## WHAT YOU WILL DO
List every line of the rows below that contains the word "tree".

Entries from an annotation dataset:
============
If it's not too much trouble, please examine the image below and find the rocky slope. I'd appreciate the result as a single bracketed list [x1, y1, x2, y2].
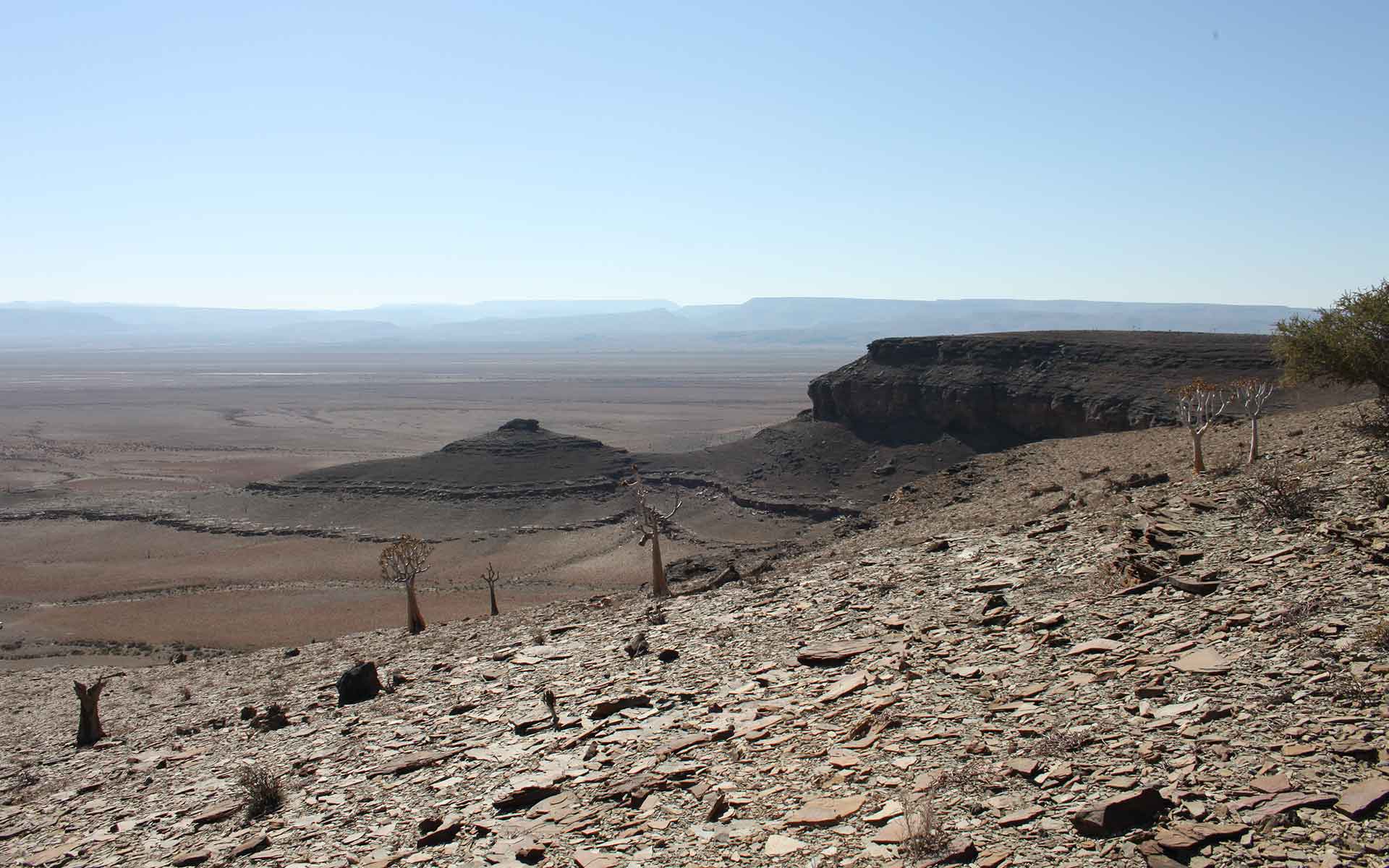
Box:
[810, 332, 1361, 451]
[0, 399, 1389, 868]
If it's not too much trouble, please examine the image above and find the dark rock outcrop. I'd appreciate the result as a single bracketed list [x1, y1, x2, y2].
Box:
[810, 332, 1286, 451]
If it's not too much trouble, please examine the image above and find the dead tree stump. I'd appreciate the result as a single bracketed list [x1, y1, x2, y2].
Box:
[72, 678, 106, 747]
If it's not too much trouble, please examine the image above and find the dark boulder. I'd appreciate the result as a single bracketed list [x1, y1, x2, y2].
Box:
[338, 661, 385, 707]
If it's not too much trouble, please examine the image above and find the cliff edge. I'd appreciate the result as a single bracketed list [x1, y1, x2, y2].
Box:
[810, 332, 1328, 451]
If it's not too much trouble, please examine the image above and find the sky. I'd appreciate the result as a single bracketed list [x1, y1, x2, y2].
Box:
[0, 0, 1389, 308]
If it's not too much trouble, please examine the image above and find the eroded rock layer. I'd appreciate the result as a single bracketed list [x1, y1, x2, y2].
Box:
[810, 332, 1320, 450]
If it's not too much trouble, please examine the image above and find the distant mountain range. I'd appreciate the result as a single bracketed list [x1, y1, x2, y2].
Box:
[0, 299, 1311, 352]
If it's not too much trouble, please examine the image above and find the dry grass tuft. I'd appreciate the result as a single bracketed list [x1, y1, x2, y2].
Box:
[236, 765, 285, 820]
[899, 789, 950, 865]
[1365, 618, 1389, 654]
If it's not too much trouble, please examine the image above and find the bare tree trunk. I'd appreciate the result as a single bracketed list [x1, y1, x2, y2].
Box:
[651, 532, 671, 597]
[406, 579, 425, 634]
[72, 679, 106, 747]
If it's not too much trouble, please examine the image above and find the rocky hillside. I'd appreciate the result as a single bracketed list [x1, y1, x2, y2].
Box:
[0, 399, 1389, 868]
[810, 332, 1346, 451]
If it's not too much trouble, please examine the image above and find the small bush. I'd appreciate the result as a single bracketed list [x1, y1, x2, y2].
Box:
[1241, 461, 1321, 521]
[899, 789, 950, 865]
[236, 765, 285, 820]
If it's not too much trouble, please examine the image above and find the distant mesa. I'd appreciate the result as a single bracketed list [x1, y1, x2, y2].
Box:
[293, 418, 632, 489]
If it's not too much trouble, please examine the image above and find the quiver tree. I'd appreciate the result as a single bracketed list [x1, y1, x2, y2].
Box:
[1229, 376, 1274, 464]
[381, 533, 433, 634]
[1175, 376, 1229, 474]
[72, 678, 106, 747]
[482, 561, 501, 616]
[622, 468, 684, 597]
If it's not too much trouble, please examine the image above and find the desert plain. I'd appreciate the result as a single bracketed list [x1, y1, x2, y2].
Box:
[0, 347, 850, 668]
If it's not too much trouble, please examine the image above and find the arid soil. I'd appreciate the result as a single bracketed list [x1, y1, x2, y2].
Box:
[0, 350, 846, 667]
[0, 407, 1389, 868]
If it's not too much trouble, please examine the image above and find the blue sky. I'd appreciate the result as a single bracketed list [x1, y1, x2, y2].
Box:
[0, 1, 1389, 307]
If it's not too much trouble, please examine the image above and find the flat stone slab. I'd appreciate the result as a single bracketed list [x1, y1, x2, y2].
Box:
[1172, 649, 1232, 675]
[786, 796, 867, 826]
[1071, 786, 1172, 838]
[1336, 775, 1389, 818]
[796, 642, 878, 667]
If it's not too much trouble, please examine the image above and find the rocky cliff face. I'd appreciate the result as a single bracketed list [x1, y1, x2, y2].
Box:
[810, 332, 1279, 450]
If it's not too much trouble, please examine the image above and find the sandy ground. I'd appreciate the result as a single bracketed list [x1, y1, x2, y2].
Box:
[0, 350, 849, 667]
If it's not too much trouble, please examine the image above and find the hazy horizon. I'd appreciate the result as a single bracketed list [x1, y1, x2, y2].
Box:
[0, 1, 1389, 310]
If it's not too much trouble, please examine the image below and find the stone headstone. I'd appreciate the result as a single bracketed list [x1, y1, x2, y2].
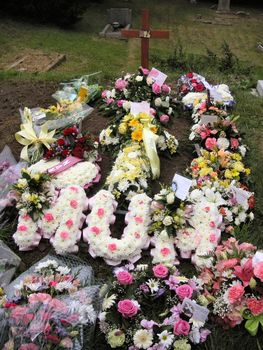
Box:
[257, 80, 263, 96]
[217, 0, 230, 12]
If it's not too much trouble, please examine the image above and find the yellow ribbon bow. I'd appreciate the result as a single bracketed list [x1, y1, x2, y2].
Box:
[15, 109, 56, 162]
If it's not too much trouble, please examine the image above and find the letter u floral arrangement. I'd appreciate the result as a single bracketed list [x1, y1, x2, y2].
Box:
[2, 68, 263, 350]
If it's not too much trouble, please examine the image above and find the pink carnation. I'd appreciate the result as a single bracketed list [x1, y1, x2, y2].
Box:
============
## EXERCISE ANSWER
If it's not too much trouble, please examine the image above and find the dead tree stump. I'd appreciate the result as a single bracketed list [x1, y1, x2, y2].
If it's not too much trouble, please examine the image above and find the bare tree trunk. I'd appreciate the result as a single bracketed list [x1, y1, x2, y2].
If it's not too much trouble, please examine the image above and find the quiver tree. I'd appreciate the result as a single bracketed list [x1, y1, x2, y2].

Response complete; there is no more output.